WHAT IS ASKED: Reproduce the records below verbatim, leaving out the pictures.
:: DATA TO PROCESS
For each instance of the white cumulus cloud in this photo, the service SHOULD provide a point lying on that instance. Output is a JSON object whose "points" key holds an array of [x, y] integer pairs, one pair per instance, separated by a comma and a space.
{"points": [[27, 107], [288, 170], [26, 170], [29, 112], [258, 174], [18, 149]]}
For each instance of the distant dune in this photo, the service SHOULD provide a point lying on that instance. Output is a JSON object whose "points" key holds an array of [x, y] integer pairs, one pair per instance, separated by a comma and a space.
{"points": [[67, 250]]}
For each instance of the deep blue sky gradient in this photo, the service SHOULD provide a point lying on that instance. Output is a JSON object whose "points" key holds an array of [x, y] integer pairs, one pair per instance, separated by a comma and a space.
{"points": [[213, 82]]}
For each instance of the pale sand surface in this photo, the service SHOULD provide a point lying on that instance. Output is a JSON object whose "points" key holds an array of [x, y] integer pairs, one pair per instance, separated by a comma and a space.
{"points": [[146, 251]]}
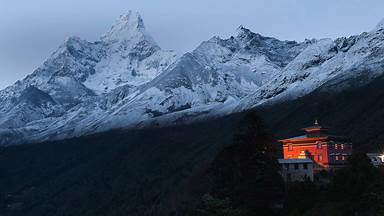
::::
REPLY:
For each instance of the white cumulus cloud in this photo, the service SHOULD provide a point lying on that instance. Output is a JSON object whose "points" key holds an array of [x, y] integer pairs, one pair per instance, separated by a comma and a space.
{"points": [[27, 107], [288, 170], [26, 170], [29, 112], [258, 174], [18, 149]]}
For each instance of the distant dune in this photo, the service SHOULD provide a point lying on that instance. Output is a JSON object whose "points" key holds an array of [x, y] integer pairs, one pair per instance, separated by a comma and a space.
{"points": [[67, 250]]}
For each instance of the deep blue sky gradient in this photo, the service SHOULD provide a point lying on that instance. Output is a JSON object whose "points" key holds an array of [x, y] integer pairs, one pair per instance, separated by a comma and a space.
{"points": [[213, 82]]}
For each instance of the pale sand surface in this photo, the service SHOULD provide a point lying on that instance. Output is a JSON object whose "points" key holds an array of [x, y] integer pairs, one pair per instance, separated by a comma and a space.
{"points": [[146, 251]]}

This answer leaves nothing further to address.